• **Task requirements**
Return, word for word, the passage of the weekly market report that opens with the words containing "Financial year end, stressing" and closes with "past three months.".

*** Opening Document extract ***

After 75 bps rate cut by Fed in this week, interest rate arbitrage opportunity further widened. But FIIs seems not in a mood to exploit this opportunity, after SocGen’s index arbitrage game in Europe boomeranged. FII figures in secondary equity
market also indicate continuous net withdrawal. Ballooning Oil bill & pressure on govt to liberally import primary articles like wheat & Edible Oil is pushing Rupee downward. Rupee is marching towards 41.25 after break-out from 4-month old trend-line.
Crude Oil
We are repeatedly mentioning through this weekly report that rally in Crude Oil is without fundamental justification after fading of short & medium term factors like Iran issue, winter season in northern hemisphere & possibility of a global slow-down.Rally in Crude Oil in past two months seems more of an inter-play between institutional investors. That’s why Crude Oil plummeted in this week on an excuse of a Fed rate cut. Entrapped Bulls will desperately try to protect $ 100 level.
Inter-bank Call rate spiked modestly at the end of short week.
Financial year end, stressing inter-bank liquidity. RBI is pouring money through Repo window.
Yield on 10-year benchmark G-Sec remained stable but expected to spike in next week as headline inflation
spiked by 83 bps to 7.92%.
Domestic institutions are supporting market at every bottom lonely, since past three months.

*** Closing Document extract ***
*** Opening Supplied information ***

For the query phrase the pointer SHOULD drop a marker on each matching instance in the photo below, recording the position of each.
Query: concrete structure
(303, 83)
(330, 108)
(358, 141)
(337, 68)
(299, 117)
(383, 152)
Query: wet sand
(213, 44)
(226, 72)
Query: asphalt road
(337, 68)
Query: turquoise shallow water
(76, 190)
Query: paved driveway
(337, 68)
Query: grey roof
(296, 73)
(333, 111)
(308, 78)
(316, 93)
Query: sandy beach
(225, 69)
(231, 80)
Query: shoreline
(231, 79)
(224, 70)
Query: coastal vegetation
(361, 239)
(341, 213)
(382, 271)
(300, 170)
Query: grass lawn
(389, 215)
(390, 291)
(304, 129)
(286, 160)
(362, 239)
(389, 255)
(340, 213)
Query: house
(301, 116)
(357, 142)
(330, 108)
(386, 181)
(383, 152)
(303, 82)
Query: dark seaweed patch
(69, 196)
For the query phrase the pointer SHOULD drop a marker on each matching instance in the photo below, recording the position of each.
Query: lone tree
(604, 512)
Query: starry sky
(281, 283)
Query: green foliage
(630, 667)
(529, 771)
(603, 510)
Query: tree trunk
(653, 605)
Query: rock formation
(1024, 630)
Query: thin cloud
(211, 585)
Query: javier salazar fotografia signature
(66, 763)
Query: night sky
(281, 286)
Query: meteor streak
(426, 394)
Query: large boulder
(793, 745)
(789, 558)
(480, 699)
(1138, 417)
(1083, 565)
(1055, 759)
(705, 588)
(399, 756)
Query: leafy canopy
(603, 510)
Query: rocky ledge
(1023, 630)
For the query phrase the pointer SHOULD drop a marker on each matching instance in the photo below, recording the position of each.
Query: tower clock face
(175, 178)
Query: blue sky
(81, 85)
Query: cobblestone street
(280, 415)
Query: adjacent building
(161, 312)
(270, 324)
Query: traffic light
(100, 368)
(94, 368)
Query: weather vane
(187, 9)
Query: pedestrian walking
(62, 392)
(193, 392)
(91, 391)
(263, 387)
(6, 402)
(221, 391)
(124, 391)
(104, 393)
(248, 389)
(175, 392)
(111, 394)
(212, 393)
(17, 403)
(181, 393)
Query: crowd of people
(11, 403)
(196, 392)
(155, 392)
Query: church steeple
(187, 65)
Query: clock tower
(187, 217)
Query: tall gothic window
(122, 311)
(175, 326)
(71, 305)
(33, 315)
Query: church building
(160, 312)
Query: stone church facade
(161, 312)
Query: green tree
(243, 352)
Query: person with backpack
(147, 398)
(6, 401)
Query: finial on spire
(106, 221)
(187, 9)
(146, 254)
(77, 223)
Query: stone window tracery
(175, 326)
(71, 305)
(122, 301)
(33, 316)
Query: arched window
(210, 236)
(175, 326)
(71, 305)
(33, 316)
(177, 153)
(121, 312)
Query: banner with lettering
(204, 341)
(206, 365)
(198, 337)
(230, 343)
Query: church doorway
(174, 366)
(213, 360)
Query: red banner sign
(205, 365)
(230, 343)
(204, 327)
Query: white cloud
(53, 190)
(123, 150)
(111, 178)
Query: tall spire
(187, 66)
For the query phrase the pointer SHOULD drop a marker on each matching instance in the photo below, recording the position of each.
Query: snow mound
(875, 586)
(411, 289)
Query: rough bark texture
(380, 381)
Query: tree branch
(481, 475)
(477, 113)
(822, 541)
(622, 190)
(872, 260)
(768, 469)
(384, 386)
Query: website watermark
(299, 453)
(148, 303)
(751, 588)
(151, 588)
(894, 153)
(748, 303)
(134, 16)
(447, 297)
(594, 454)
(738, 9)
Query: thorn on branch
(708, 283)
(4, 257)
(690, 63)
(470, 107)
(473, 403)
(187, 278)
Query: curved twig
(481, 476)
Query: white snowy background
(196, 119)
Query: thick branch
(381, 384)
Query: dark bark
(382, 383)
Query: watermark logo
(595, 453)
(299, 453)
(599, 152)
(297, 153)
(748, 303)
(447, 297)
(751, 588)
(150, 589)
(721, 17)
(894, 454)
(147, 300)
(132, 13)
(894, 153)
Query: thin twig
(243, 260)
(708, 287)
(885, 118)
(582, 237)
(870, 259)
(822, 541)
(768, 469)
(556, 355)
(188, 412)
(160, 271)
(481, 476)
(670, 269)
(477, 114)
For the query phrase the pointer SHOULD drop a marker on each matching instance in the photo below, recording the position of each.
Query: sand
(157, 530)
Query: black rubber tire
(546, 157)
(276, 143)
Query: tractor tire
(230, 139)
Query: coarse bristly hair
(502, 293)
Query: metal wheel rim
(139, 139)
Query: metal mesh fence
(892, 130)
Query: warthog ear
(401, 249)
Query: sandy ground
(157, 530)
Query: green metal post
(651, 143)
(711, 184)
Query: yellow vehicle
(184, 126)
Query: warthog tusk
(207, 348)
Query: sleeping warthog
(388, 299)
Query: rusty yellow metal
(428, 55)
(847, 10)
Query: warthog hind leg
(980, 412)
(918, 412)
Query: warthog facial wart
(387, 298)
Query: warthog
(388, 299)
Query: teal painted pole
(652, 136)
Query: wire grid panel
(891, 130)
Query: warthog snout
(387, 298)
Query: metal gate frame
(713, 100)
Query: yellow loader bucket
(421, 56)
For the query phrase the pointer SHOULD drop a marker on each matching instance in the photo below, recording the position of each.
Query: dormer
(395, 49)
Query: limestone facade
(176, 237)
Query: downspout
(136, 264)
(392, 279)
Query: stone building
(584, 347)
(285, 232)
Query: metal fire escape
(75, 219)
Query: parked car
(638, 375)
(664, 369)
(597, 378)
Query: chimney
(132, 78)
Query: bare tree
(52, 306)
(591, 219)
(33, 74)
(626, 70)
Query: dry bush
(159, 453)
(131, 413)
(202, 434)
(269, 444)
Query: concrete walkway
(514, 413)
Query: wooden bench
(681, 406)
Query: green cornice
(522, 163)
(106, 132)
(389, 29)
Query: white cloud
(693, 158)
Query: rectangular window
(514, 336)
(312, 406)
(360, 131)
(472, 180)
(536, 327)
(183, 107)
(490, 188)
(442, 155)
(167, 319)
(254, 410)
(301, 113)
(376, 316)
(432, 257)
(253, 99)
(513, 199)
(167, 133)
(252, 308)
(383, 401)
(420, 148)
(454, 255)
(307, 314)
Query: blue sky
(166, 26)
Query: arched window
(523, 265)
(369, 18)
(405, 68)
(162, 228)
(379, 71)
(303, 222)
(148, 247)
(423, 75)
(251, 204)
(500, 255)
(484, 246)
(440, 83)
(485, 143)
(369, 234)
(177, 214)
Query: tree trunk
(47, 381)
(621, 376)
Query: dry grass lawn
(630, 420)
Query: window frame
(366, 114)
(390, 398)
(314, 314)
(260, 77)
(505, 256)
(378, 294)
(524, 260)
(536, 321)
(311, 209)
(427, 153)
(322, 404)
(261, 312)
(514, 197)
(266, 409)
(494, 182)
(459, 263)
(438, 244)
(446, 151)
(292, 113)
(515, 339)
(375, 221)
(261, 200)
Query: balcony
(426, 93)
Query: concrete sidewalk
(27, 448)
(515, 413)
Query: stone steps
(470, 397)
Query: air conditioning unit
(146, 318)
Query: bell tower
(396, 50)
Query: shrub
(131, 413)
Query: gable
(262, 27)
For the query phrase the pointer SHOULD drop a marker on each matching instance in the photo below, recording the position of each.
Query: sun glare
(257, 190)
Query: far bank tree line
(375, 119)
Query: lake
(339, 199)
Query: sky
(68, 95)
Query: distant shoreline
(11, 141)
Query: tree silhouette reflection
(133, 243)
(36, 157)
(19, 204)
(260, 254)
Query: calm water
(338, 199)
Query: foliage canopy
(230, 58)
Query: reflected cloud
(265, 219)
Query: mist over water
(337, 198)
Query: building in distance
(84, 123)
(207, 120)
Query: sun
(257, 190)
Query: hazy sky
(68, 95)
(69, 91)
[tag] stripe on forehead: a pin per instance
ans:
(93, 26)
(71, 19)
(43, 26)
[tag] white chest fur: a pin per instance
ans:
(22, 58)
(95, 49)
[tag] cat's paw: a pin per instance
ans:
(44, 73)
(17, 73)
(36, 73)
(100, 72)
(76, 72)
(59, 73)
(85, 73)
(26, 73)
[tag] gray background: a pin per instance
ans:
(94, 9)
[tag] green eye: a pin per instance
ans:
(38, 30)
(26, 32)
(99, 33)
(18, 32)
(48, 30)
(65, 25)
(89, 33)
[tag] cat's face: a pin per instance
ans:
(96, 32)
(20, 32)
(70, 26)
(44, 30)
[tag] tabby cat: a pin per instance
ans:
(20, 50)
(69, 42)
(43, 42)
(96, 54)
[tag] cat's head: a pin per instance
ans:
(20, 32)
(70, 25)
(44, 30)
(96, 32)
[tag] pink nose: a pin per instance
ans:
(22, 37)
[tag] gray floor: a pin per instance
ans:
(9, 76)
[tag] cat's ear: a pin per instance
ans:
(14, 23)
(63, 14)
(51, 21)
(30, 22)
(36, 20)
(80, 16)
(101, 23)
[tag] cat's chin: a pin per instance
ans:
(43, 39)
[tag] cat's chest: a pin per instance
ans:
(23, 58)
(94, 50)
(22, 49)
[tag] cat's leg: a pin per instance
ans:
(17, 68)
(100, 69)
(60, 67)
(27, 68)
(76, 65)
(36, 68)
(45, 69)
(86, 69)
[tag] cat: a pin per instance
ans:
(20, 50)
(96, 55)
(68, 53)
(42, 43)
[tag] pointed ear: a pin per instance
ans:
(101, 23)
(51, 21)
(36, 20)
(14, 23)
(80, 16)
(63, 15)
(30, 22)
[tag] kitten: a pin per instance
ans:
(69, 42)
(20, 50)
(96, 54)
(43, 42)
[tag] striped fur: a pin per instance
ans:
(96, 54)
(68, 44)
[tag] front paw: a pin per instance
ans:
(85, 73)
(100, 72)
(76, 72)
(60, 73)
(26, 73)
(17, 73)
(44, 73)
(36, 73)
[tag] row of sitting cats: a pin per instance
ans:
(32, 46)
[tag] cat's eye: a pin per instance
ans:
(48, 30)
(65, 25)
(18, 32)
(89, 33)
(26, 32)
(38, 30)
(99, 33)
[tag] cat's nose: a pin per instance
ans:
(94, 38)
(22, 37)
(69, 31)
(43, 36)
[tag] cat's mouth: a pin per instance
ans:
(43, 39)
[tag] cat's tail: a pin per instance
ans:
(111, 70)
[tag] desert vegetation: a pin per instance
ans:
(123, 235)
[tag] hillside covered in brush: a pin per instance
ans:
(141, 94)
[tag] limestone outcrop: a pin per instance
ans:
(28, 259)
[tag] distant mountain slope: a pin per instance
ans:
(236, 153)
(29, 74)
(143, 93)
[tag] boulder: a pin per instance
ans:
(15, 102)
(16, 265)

*** Closing Supplied information ***

• **Exercise result**
Financial year end, stressing inter-bank liquidity. RBI is pouring money through Repo window.
Yield on 10-year benchmark G-Sec remained stable but expected to spike in next week as headline inflation
spiked by 83 bps to 7.92%.
Domestic institutions are supporting market at every bottom lonely, since past three months.